++++ Extrait du document ++++

Dr Davis a ajouté que des études qui simulent la réalité virtuelle avec des téléphones intelligents tenus devant le lobe frontal et les yeux montrent également que les expositions dans les yeux et l’hippocampe d’un enfant dépassent largement celles d’un adulte. Aucune de ces expositions n’a jamais fait l’objet d’une évaluation de ses effets sur la santé. « Une nouvelle publication de Claudio Fernandez et ses collègues de l’EHT, dans la revue Environmental Research, confirme également que la réalité virtuelle utilisant un smartphone libère 20 fois plus de rayonnement micro-ondes dans l’hippocampe de l’enfant que dans l’hippocampe de l’adulte; c’est la partie du cerveau essentielle à la mémoire, au contrôle des impulsions et à la fonction exécutive. Nous exposons nos enfants à un risque en les exposant à un rayonnement micro-ondes qui n’a jamais été testé pour des impacts à long terme. De plus, il s’agit d’une expérience sans contrôles. L’American Academy of Pediatrics a publié des déclarations informant les parents qu’aucun enfant de moins de deux ans ne devrait passer du temps devant un écran. »

++++ Entrées fournies ++++

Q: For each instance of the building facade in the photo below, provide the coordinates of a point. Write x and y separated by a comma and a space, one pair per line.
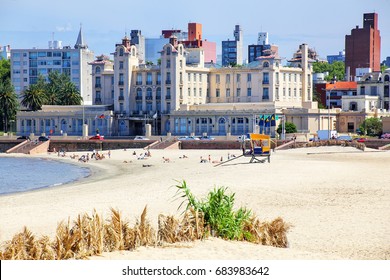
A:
28, 64
363, 46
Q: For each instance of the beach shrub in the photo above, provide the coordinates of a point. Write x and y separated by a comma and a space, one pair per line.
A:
219, 216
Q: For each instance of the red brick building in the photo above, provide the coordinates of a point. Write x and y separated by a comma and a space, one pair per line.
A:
363, 46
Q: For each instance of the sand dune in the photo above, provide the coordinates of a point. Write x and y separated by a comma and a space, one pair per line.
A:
336, 199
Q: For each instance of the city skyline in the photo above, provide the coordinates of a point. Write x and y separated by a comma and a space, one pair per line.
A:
26, 24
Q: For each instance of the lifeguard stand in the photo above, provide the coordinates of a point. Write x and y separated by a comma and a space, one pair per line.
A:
260, 146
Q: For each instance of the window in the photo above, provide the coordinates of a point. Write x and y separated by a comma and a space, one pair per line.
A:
139, 79
362, 90
265, 94
149, 78
266, 78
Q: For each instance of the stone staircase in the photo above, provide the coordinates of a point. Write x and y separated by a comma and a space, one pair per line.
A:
30, 147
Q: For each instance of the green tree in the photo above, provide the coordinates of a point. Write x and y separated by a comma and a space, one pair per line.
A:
8, 103
289, 126
372, 127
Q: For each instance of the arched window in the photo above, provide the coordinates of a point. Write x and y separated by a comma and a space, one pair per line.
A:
353, 106
139, 93
149, 93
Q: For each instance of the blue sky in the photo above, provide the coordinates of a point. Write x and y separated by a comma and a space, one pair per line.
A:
321, 24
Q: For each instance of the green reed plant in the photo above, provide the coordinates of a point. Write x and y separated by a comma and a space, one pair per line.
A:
218, 211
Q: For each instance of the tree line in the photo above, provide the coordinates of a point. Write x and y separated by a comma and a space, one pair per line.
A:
58, 89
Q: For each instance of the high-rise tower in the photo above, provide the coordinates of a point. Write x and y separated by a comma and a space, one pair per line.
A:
363, 46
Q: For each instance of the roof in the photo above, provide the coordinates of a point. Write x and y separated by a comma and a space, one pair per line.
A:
341, 86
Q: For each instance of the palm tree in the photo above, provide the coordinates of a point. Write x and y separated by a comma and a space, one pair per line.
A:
34, 97
70, 94
8, 102
51, 93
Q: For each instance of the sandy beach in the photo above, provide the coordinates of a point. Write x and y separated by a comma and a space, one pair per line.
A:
337, 200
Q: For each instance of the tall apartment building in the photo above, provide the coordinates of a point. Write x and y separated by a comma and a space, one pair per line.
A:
28, 64
363, 46
232, 50
191, 39
262, 48
336, 57
5, 52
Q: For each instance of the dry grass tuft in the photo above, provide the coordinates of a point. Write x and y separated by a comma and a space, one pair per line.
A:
268, 233
172, 230
92, 235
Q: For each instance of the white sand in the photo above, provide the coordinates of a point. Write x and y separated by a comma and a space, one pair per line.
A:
337, 200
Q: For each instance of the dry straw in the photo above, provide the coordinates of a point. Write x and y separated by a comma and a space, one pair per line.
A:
90, 235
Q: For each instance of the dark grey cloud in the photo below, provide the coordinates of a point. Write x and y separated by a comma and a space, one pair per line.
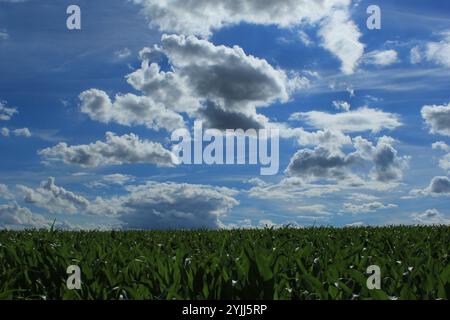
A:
169, 205
318, 163
216, 117
338, 33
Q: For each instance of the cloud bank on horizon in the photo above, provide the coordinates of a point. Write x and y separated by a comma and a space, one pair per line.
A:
363, 115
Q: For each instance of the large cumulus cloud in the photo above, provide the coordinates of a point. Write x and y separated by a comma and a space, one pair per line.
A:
338, 32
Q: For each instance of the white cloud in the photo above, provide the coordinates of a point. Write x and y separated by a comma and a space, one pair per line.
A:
341, 36
169, 205
23, 132
359, 120
129, 110
439, 52
366, 207
339, 33
16, 217
415, 55
4, 35
53, 198
437, 117
117, 178
328, 162
439, 186
115, 150
311, 209
6, 112
430, 216
5, 132
122, 53
342, 105
444, 162
305, 39
220, 85
5, 193
381, 58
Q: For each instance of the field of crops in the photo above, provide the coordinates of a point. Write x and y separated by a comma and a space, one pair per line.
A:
316, 263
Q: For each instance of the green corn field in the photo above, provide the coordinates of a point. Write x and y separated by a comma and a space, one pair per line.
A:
314, 263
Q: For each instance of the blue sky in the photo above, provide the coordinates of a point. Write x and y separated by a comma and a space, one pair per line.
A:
364, 115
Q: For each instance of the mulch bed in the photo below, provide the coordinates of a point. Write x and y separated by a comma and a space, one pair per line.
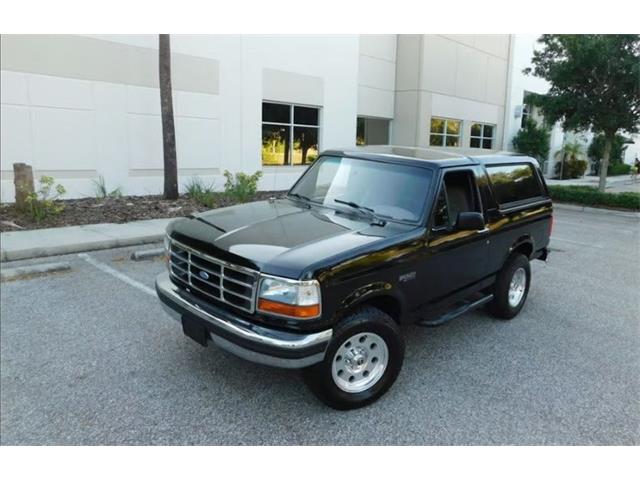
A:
84, 211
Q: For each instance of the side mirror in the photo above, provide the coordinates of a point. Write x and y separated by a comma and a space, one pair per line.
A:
470, 221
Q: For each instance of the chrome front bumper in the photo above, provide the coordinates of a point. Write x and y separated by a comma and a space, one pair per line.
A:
235, 334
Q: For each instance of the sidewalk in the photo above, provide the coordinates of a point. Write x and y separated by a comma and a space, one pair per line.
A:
619, 183
59, 241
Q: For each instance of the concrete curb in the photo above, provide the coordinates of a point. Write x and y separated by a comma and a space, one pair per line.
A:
146, 254
60, 241
605, 211
17, 272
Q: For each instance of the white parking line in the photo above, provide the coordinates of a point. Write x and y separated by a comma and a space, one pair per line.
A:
592, 226
594, 245
115, 273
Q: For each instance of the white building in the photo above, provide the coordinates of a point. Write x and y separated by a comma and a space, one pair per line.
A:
77, 107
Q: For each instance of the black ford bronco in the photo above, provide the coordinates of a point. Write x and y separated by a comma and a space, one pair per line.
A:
366, 241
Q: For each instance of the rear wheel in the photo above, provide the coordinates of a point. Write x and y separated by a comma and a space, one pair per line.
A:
361, 362
511, 287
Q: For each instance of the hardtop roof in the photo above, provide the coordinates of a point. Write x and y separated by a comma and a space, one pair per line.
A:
434, 158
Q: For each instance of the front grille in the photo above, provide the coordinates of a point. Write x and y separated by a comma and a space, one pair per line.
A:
213, 278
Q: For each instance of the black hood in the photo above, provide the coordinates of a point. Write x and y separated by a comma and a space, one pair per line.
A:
281, 237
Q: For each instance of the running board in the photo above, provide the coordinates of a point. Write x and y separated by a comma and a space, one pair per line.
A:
450, 315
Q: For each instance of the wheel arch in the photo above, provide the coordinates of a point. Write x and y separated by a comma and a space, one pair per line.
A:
523, 245
387, 301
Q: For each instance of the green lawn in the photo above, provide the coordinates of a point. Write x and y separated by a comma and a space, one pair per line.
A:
590, 196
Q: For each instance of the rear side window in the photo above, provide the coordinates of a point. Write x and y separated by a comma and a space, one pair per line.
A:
514, 183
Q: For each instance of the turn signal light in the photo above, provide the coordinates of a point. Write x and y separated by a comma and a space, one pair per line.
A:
298, 311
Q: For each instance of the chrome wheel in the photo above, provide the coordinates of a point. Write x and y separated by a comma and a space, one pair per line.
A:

++++

= Énoncé 1 =
Traduisez en anglais la phrase suivante de l'extrait du document : « Aucune de ces expositions n’a jamais fait l’objet d’une évaluation de ses effets sur la santé. »
= Énoncé 2 =
D'après l'extrait du document, expliquez en une à trois phrases pourquoi l'exposition de l'hippocampe de l'enfant au rayonnement de la réalité virtuelle sur smartphone est jugée préoccupante.
Appuyez-vous uniquement sur l'extrait du document.

= Votre réponse 1 =
None of these exposures has ever been evaluated for its effects on health.

= Votre réponse 2 =
Selon une nouvelle publication, la réalité virtuelle utilisant un smartphone libère 20 fois plus de rayonnement micro-ondes dans l'hippocampe de l'enfant que dans celui de l'adulte. Or l'hippocampe est la partie du cerveau essentielle à la mémoire, au contrôle des impulsions et à la fonction exécutive. De plus, ce rayonnement n'a jamais été testé pour des impacts à long terme.